Your skills have improved, your performance has soared, your responsibilities have expanded — and your value has increased.

You want to be paid accordingly.

Is it time to ask for a pay rise?

For some, it’s easy to march into a manager’s office and politely ask for a salary increase, but for most of us, it’s downright terrifying.

How do I ask?

Should I ask?

The truth is, if you don’t ask for a pay rise you’ll never get one — but when it comes to speaking up, there are some important steps you should take in making sure you get the salary you want and deserve.

It’s about asking for the right money in exchange for the value you provide to your employer — at the right time.

Here’s how you do it:



The unfortunate truth is that your performance is just one of the factors influencing a pay increase. Just because you’re killin’ it — doesn’t mean there’s extra cash there waiting to be transferred to your pay packet.

Information provided
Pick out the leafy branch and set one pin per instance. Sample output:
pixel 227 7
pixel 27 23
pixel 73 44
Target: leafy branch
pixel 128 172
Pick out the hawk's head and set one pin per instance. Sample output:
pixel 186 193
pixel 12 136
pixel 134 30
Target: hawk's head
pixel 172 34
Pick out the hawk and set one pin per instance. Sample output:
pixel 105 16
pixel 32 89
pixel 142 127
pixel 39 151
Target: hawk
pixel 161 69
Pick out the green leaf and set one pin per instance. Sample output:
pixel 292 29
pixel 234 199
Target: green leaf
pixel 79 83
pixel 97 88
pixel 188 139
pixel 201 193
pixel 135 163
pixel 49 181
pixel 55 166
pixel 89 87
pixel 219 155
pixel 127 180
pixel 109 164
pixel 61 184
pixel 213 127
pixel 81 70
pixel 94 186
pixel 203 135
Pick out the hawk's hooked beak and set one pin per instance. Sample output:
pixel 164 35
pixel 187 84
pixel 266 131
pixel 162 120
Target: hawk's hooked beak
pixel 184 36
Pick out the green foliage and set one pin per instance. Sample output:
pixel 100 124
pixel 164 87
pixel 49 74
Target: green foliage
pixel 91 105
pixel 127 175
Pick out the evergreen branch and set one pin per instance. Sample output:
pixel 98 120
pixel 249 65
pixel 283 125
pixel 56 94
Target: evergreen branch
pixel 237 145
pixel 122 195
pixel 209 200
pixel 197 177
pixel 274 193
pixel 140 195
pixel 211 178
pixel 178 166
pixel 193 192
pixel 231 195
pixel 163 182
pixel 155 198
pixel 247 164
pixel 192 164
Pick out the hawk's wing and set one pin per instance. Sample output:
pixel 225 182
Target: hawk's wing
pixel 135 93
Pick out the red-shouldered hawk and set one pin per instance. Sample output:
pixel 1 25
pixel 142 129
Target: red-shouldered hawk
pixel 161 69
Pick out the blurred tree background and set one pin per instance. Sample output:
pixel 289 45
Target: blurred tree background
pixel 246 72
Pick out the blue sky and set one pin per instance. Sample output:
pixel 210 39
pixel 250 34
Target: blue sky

Exercises
a: List every question that appears in the pay-rise passage.
b: Write out everything in the pay-rise passage from "Your skills have" down to "a pay rise?".
The material plays no part in this work.

Outputs by task
a:
Is it time to ask for a pay rise?
How do I ask?
Should I ask?

b:
Your skills have improved, your performance has soared, your responsibilities have expanded — and your value has increased.

You want to be paid accordingly.

Is it time to ask for a pay rise?